Os Tupinambá viviam na região do Sudeste, mas foram emigrando, subindo o litoral brasileiro, fugindo dos colonizadores, até chegarem ao Maranhão. Lá surgiu um profeta Tupinambá que os convenceu de que a Terra Sem Mal (o Paraíso) estava no meio da floresta amazônica. Assim, eles foram subindo o rio até chegarem numa ilha onde passaram a viver, dominando seus moradores originais. Essa ilha passou a se chamar Tupinambarana e hoje vocês conhecem ela como Parintins.
Vocês devem ter percebido como um povo era diferente do outro - e olha que só falei de alguns! - e que eles tinham história, antes do colonizador chegar. O que vai acontecer com a colonização? Alguns vão sumir, outros vão ser escravizados. Os Omágua são atacados, quase somem com as epidemias trazidas pelos europeus. Os Ashaninca tentaram ser catequisados, mas conseguiram resistir até os tempos do boom da borracha quando foram escravizados e um aventureiro alemão que se dizia um profeta (Fitzcarraldo) os fez guerrear entre si, acabando com sua cultura de paz.
Mas nem todos foram vítimas: era comum os portugueses, para expulsar invasores como os franceses no Maranhão, fazerem alianças com alguns povos. Prometiam á eles liberdade e um título de nobreza. Na colônia, existiam aqueles caciques que eram reconhecidos como súditos do rei, uma espécie de governador dos índios de sua aldeia, eles eram chamados de Principais e eram os aliados dos colonos, principalmente nas guerras.
Além disso, existiam povos que viviam em guerra há décadas. Os portugueses souberam aproveitar isso, se aliando á alguns para poder acabar com outros e escravizá-los. Essa era uma forma de se conseguir índios, outra era através das tropas de resgate. Elas eram expedições que diziam proteger seus aliados índios presos por seus rivais, mas na verdade apenas queria os prisioneiros de guerra para escravizá-los. Outra maneira era o descimento, quando um missionário convencia uma aldeia toda á descer para um aldeamento religioso. Geralmente nesse aldeamento existiam vários povos diferentes juntos e eles tinham de ser catequisados e disciplinados para se tornarem bons trabalhadores e bons cristãos. Isso tudo na teoria, porque na prática quase sempre foram usados como escravos pelos colonos.
Os colonos do Norte não podiam contar com escravos africanos, esses iam todos para a colônia ao sul, o Brasil. A colônia do Grão-Pará e Maranhão teve que se virar, conseguir mão-de-obra no indígena que vivia aqui. Os índios fugiam, entravam cada vez mais na selva. No século XVIII, por exemplo, os antigos moradores das margens do Amazonas ou já tinham morrido ou fugido para os afluentes mais distantes. O que havia aqui eram apenas os descimentos, com povos mais acessíveis.

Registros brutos
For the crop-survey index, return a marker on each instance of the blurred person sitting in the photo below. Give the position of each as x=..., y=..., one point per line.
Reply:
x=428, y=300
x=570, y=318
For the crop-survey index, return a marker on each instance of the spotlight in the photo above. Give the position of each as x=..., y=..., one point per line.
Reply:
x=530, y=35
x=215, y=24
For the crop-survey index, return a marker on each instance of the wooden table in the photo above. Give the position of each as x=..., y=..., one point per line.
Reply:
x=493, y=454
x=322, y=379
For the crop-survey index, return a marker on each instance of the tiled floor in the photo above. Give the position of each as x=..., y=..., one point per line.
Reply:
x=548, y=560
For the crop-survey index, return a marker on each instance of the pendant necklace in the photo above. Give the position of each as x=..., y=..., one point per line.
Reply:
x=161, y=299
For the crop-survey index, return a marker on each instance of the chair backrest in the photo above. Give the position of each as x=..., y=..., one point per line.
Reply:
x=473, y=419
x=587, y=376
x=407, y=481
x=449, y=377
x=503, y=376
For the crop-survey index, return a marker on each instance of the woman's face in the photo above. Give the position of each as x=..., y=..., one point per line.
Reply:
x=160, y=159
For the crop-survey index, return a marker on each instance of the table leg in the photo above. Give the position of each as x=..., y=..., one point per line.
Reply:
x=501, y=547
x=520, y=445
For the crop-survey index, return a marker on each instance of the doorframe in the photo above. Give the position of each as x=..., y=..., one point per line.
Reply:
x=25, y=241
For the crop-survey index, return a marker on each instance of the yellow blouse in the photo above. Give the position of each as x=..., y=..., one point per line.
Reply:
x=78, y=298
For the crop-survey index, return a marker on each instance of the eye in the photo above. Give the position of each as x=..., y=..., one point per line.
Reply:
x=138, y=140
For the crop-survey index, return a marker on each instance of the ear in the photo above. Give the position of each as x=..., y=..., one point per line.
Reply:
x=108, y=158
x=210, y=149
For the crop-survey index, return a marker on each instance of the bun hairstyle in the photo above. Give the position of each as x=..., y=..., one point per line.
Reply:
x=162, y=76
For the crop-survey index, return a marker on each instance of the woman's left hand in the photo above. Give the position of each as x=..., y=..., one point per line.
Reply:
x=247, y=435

#### O que fazer:
a. Segundo o texto apresentado, por que a colônia do Grão-Pará e Maranhão precisou buscar mão de obra entre os indígenas? Responda em uma a três frases.
b. Na listagem, reescreva as linhas entre a que contém "of the pendant" e a que contém "x=520, y=445", inclusive, trocando "crop-survey index" por "field-survey index" e deixando todo o resto igual.
Esta listagem não tem relação alguma com o texto apresentado.

#### Respostas do exercício:
a. Os colonos do Norte não podiam contar com escravos africanos, porque todos iam para a colônia ao sul, o Brasil. Por isso, a colônia do Grão-Pará e Maranhão teve de conseguir mão de obra entre os indígenas que viviam na região.

b.
For the field-survey index, return a marker on each instance of the pendant necklace in the photo above. Give the position of each as x=..., y=..., one point per line.
Reply:
x=161, y=299
For the field-survey index, return a marker on each instance of the chair backrest in the photo above. Give the position of each as x=..., y=..., one point per line.
Reply:
x=473, y=419
x=587, y=376
x=407, y=481
x=449, y=377
x=503, y=376
For the field-survey index, return a marker on each instance of the woman's face in the photo above. Give the position of each as x=..., y=..., one point per line.
Reply:
x=160, y=159
For the field-survey index, return a marker on each instance of the table leg in the photo above. Give the position of each as x=..., y=..., one point per line.
Reply:
x=501, y=547
x=520, y=445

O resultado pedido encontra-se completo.